Selected text:
+===+

ANNAPOLIS – Two states, two parents, one child and several conflicting court orders have created confusion for nearly a year about whether Maryland or Tennessee has jurisdiction in a custody battle – but it shouldn’t have.
A standardized jurisdiction law at least 17 years old was supposed to clear up such issues, but it turns out that each state is putting its own spin on the rules.
“This case demonstrates that . . . those varying determinations obscure the uniformity that the act was intended to create,” said Steven Gonzales, attorney for Kathie Gruber, the Maryland party to the custody dispute.
The Uniform Child Custody Jurisdiction Act seeks to avoid turf wars in family battles by giving states with “home state jurisdiction” priority to hear the case. It defines a child’s home state as the one where the child has lived with a parent for six consecutive months.
The problem in this case, David Gruber argued, is his wife Kathie intentionally deceived him in order to establish residency in Maryland.
On Wednesday, the Maryland Court of Special Appeals sent the case back to the Anne Arundel County Circuit Court to reconsider David Gruber’s argument.
If the circuit court finds Kathie Gruber used deception to obtain Maryland jurisdiction, then it must decide if the child’s interest would be better served if the case were kept here.
David Gruber testified his wife left Tennessee with their then-10-month- old daughter in March 2000 and held out the possibility of reconciling their marriage until September 2000.
During this time, according to David Gruber’s testimony, Kathie Gruber dissuaded him from filing for custody in Tennessee, threatening that if he did, reconciliation would be out of the question.

+===+

Dataset records:
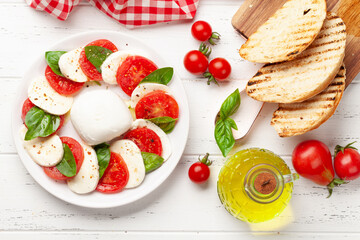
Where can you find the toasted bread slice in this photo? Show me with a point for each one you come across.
(297, 118)
(308, 74)
(287, 33)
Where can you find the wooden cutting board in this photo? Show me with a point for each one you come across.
(253, 13)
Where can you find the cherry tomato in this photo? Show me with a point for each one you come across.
(220, 68)
(132, 71)
(199, 172)
(195, 62)
(146, 139)
(347, 162)
(312, 160)
(78, 153)
(86, 66)
(115, 176)
(27, 105)
(201, 30)
(61, 84)
(157, 104)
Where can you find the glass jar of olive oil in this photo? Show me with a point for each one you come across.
(255, 185)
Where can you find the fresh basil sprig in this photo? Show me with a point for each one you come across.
(40, 123)
(224, 124)
(152, 161)
(97, 55)
(161, 76)
(167, 124)
(52, 59)
(67, 166)
(103, 154)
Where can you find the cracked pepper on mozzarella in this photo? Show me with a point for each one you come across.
(45, 97)
(70, 67)
(46, 152)
(111, 64)
(87, 178)
(100, 116)
(144, 88)
(133, 159)
(165, 141)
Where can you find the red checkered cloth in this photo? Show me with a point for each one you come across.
(131, 13)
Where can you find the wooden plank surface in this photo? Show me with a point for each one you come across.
(178, 209)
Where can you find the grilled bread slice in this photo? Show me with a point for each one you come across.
(308, 74)
(287, 33)
(297, 118)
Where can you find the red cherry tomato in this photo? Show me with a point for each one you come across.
(146, 139)
(157, 104)
(60, 84)
(220, 68)
(196, 62)
(132, 71)
(201, 31)
(115, 176)
(27, 105)
(312, 160)
(86, 66)
(347, 163)
(78, 153)
(199, 172)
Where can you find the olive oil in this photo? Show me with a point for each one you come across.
(255, 185)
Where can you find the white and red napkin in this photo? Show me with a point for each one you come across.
(131, 13)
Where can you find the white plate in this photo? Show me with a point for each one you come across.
(95, 199)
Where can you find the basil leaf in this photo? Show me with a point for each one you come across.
(52, 59)
(40, 123)
(161, 76)
(67, 166)
(97, 55)
(230, 105)
(152, 161)
(103, 154)
(167, 124)
(223, 135)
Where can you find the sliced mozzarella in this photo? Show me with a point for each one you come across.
(133, 159)
(99, 116)
(111, 64)
(88, 177)
(46, 152)
(165, 141)
(70, 66)
(45, 97)
(142, 89)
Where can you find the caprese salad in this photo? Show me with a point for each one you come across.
(121, 141)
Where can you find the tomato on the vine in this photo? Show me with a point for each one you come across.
(199, 172)
(219, 70)
(202, 31)
(347, 162)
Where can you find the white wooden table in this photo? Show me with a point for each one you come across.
(178, 209)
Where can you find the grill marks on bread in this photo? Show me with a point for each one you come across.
(287, 33)
(306, 75)
(297, 118)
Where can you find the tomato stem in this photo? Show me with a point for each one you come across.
(210, 78)
(335, 183)
(205, 160)
(214, 36)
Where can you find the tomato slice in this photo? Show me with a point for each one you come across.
(78, 153)
(132, 71)
(89, 70)
(61, 84)
(157, 104)
(27, 105)
(146, 139)
(115, 176)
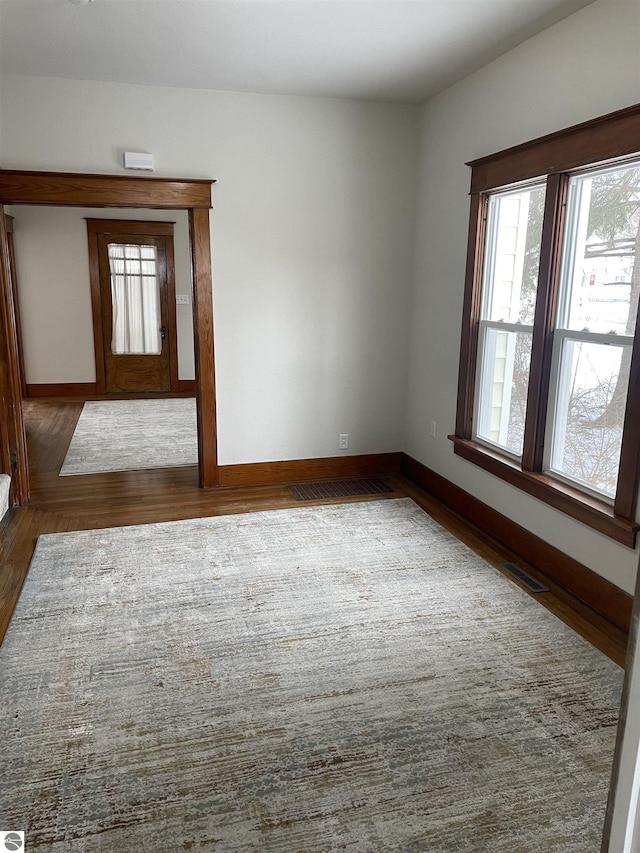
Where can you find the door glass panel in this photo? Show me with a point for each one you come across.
(135, 300)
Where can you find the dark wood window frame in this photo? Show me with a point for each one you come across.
(606, 140)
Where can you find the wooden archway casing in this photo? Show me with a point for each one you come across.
(82, 190)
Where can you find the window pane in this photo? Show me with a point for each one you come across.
(512, 255)
(599, 290)
(589, 413)
(502, 390)
(135, 300)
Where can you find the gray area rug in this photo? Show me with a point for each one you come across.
(126, 435)
(297, 681)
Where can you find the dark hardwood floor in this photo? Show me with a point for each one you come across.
(137, 497)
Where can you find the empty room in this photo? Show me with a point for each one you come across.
(319, 404)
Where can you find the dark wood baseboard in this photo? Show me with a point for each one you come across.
(295, 470)
(62, 389)
(601, 595)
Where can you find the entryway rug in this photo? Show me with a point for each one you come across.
(125, 435)
(308, 680)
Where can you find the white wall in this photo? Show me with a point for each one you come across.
(312, 231)
(585, 66)
(52, 263)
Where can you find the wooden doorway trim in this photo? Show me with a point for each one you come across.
(62, 189)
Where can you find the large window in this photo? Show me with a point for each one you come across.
(549, 391)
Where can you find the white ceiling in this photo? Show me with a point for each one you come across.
(397, 50)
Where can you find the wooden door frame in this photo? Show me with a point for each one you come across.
(64, 189)
(119, 227)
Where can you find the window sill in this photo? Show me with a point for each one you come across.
(595, 514)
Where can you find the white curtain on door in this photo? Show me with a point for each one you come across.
(135, 300)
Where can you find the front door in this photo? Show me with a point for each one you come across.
(135, 330)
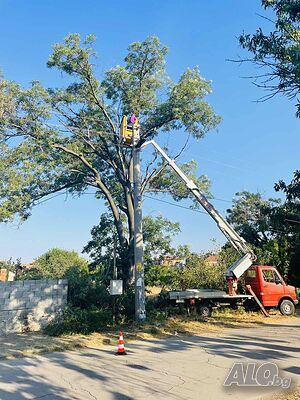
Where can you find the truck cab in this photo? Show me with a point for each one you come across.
(270, 288)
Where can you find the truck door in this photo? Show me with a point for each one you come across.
(272, 287)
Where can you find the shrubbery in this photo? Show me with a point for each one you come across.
(77, 320)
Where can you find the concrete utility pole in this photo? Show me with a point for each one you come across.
(140, 311)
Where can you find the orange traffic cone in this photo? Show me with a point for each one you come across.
(121, 347)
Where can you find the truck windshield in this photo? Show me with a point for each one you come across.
(271, 276)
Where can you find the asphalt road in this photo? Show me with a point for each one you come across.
(175, 368)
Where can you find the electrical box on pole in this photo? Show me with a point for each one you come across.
(130, 137)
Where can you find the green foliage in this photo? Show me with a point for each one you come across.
(59, 263)
(196, 274)
(278, 50)
(250, 216)
(77, 320)
(38, 158)
(271, 227)
(157, 234)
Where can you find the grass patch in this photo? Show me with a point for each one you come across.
(31, 344)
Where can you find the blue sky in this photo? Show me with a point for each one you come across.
(255, 145)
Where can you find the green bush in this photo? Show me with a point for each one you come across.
(76, 320)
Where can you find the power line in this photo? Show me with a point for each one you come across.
(175, 205)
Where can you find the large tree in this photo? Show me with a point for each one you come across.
(276, 50)
(67, 139)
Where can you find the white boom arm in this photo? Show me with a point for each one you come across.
(239, 267)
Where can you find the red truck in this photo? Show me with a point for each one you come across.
(264, 284)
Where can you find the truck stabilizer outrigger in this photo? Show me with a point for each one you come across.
(236, 270)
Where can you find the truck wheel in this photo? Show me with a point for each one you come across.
(287, 307)
(205, 310)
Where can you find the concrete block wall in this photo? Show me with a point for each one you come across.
(30, 305)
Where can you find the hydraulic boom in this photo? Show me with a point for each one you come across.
(237, 269)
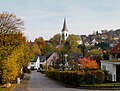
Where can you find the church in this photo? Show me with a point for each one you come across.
(64, 31)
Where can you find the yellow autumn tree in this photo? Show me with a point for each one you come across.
(87, 63)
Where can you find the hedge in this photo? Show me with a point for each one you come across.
(76, 78)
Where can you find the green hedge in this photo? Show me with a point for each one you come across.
(76, 78)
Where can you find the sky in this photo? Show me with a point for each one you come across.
(44, 18)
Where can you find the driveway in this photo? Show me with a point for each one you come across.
(39, 82)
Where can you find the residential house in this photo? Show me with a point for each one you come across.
(113, 65)
(51, 59)
(35, 63)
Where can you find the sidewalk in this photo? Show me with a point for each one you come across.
(23, 86)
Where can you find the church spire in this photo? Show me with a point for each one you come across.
(64, 30)
(64, 26)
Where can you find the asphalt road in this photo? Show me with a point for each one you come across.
(39, 82)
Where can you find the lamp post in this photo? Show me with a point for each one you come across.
(66, 55)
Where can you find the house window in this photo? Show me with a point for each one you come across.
(103, 67)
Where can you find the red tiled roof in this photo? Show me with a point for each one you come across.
(116, 49)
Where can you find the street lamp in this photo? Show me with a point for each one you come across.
(66, 55)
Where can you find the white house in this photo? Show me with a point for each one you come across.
(51, 59)
(113, 65)
(35, 62)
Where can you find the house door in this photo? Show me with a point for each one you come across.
(118, 73)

+===+

Request A: According to the custody article, how does the Uniform Child Custody Jurisdiction Act define a child's home state?
Request B: Repeat the stretch of the custody article from "On Wednesday, the" through "were kept here." word for word.

Written solution A: It is the state where the child has lived with a parent for six consecutive months.

Written solution B:
On Wednesday, the Maryland Court of Special Appeals sent the case back to the Anne Arundel County Circuit Court to reconsider David Gruber’s argument.
If the circuit court finds Kathie Gruber used deception to obtain Maryland jurisdiction, then it must decide if the child’s interest would be better served if the case were kept here.